Dataset excerpt
^^^^^^^^

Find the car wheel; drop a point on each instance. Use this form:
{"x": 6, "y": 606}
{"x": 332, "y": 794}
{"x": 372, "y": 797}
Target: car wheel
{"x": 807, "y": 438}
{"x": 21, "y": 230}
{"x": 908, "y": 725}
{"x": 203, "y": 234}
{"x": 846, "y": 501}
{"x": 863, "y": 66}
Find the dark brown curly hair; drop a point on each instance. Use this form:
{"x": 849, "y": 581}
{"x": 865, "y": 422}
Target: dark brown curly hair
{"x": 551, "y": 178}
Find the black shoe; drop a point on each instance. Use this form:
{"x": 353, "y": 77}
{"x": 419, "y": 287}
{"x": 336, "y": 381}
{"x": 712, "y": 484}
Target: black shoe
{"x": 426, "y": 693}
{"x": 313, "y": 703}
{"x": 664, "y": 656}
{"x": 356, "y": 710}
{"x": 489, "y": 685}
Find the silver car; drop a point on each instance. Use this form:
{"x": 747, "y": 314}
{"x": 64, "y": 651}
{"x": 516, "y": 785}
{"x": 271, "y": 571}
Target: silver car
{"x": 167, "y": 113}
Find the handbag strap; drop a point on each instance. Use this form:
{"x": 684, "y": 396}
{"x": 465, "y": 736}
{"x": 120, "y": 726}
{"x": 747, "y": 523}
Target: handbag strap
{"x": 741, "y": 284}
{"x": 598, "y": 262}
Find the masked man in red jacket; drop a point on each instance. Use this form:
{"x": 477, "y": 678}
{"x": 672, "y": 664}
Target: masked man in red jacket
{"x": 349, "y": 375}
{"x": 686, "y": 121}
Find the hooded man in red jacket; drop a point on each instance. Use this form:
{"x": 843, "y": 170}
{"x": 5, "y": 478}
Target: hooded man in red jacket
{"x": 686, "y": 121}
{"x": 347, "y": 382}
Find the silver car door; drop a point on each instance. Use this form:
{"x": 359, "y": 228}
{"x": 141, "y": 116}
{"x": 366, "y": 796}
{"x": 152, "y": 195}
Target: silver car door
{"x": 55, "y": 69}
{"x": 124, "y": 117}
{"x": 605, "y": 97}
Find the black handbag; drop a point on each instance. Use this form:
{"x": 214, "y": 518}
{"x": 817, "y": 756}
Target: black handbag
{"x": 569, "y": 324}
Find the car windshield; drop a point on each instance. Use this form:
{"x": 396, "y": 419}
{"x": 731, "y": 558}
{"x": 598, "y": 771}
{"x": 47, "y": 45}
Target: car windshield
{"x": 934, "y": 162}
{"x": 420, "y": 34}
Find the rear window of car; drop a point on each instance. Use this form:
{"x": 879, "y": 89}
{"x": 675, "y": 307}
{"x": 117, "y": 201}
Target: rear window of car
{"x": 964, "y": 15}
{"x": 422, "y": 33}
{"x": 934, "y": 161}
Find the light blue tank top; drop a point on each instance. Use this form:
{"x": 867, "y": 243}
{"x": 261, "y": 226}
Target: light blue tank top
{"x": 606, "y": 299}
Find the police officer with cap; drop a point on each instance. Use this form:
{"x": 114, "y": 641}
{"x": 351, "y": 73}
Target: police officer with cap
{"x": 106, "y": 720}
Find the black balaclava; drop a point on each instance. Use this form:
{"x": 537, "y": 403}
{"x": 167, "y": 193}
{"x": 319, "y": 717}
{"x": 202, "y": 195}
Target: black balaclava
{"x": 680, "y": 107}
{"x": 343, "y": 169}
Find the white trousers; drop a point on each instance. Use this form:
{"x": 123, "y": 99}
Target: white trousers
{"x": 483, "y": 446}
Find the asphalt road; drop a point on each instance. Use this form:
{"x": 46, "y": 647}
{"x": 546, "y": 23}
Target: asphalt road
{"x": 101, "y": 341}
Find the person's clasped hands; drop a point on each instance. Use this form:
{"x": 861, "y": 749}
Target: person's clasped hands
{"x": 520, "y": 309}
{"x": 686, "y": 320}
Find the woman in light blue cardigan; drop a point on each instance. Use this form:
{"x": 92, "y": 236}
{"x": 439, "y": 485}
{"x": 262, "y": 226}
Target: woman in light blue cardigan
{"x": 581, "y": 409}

^^^^^^^^

Here, the records must be output exactly and in full.

Find the car wheel; drop a point on each instance. Use this form:
{"x": 6, "y": 606}
{"x": 332, "y": 794}
{"x": 372, "y": 797}
Target: car wheel
{"x": 807, "y": 438}
{"x": 21, "y": 230}
{"x": 908, "y": 725}
{"x": 203, "y": 234}
{"x": 846, "y": 501}
{"x": 863, "y": 66}
Find the dark brown curly hair; drop a point on each instance. Use this form:
{"x": 849, "y": 581}
{"x": 865, "y": 422}
Target: dark brown curly hair
{"x": 551, "y": 178}
Find the black shoe; drop a point on each instance. Use this form:
{"x": 353, "y": 77}
{"x": 419, "y": 287}
{"x": 336, "y": 381}
{"x": 712, "y": 484}
Target: black shoe
{"x": 426, "y": 693}
{"x": 313, "y": 703}
{"x": 664, "y": 656}
{"x": 356, "y": 710}
{"x": 489, "y": 685}
Find the silver car; drop a point on each instance. Use this form:
{"x": 747, "y": 314}
{"x": 64, "y": 651}
{"x": 516, "y": 785}
{"x": 271, "y": 571}
Target: silver car
{"x": 167, "y": 113}
Find the handbag strap; drop a point on each instance. Use this form:
{"x": 684, "y": 396}
{"x": 465, "y": 736}
{"x": 120, "y": 726}
{"x": 747, "y": 523}
Target: handbag strap
{"x": 741, "y": 284}
{"x": 598, "y": 262}
Find the masked man in red jacket; drop a point on each instance. Use this form:
{"x": 477, "y": 678}
{"x": 672, "y": 664}
Target: masked man in red jacket
{"x": 349, "y": 375}
{"x": 686, "y": 121}
Find the hooded man in red jacket; drop a point on each instance. Use this form:
{"x": 843, "y": 170}
{"x": 5, "y": 478}
Target: hooded man in red jacket
{"x": 686, "y": 121}
{"x": 347, "y": 382}
Find the silver car door; drop a point on each instance. Use this form:
{"x": 359, "y": 228}
{"x": 141, "y": 116}
{"x": 366, "y": 796}
{"x": 152, "y": 195}
Target: silver car door
{"x": 55, "y": 69}
{"x": 124, "y": 117}
{"x": 605, "y": 97}
Find the black handbag; drop a point on each instance. Use this form:
{"x": 214, "y": 518}
{"x": 817, "y": 756}
Target: black handbag
{"x": 569, "y": 324}
Find the car windshield; drop a point on each instance. Use this form:
{"x": 396, "y": 419}
{"x": 731, "y": 558}
{"x": 598, "y": 771}
{"x": 47, "y": 45}
Target: car windshield
{"x": 934, "y": 162}
{"x": 420, "y": 34}
Find the rear window of car; drop a point on each instance. Use this form:
{"x": 879, "y": 89}
{"x": 675, "y": 307}
{"x": 117, "y": 201}
Target: rear window of car
{"x": 964, "y": 15}
{"x": 422, "y": 33}
{"x": 934, "y": 161}
Find the light blue tank top; drop a point on each instance. Use this form:
{"x": 867, "y": 243}
{"x": 261, "y": 226}
Target: light blue tank top
{"x": 606, "y": 299}
Find the police officer with cap; drop a point on each instance. Use this form:
{"x": 114, "y": 641}
{"x": 351, "y": 73}
Target: police officer with cap
{"x": 106, "y": 720}
Find the black balaclava; drop a point on each instance. Use this form:
{"x": 537, "y": 403}
{"x": 167, "y": 193}
{"x": 319, "y": 717}
{"x": 202, "y": 195}
Target: black balaclava
{"x": 680, "y": 107}
{"x": 343, "y": 169}
Find the white trousers; drop a point on each instance. Use this form:
{"x": 123, "y": 99}
Target: white trousers
{"x": 483, "y": 446}
Find the asphalt road; drop a point on each instance. Use this form:
{"x": 46, "y": 647}
{"x": 546, "y": 23}
Target: asphalt road
{"x": 101, "y": 341}
Find the person's clasped hands; drop a point on each instance. Use this form:
{"x": 861, "y": 749}
Target: person's clasped hands
{"x": 520, "y": 309}
{"x": 686, "y": 320}
Find the woman in light blue cardigan; drop a point on each instance. Use this form:
{"x": 92, "y": 236}
{"x": 439, "y": 485}
{"x": 262, "y": 226}
Target: woman in light blue cardigan
{"x": 581, "y": 409}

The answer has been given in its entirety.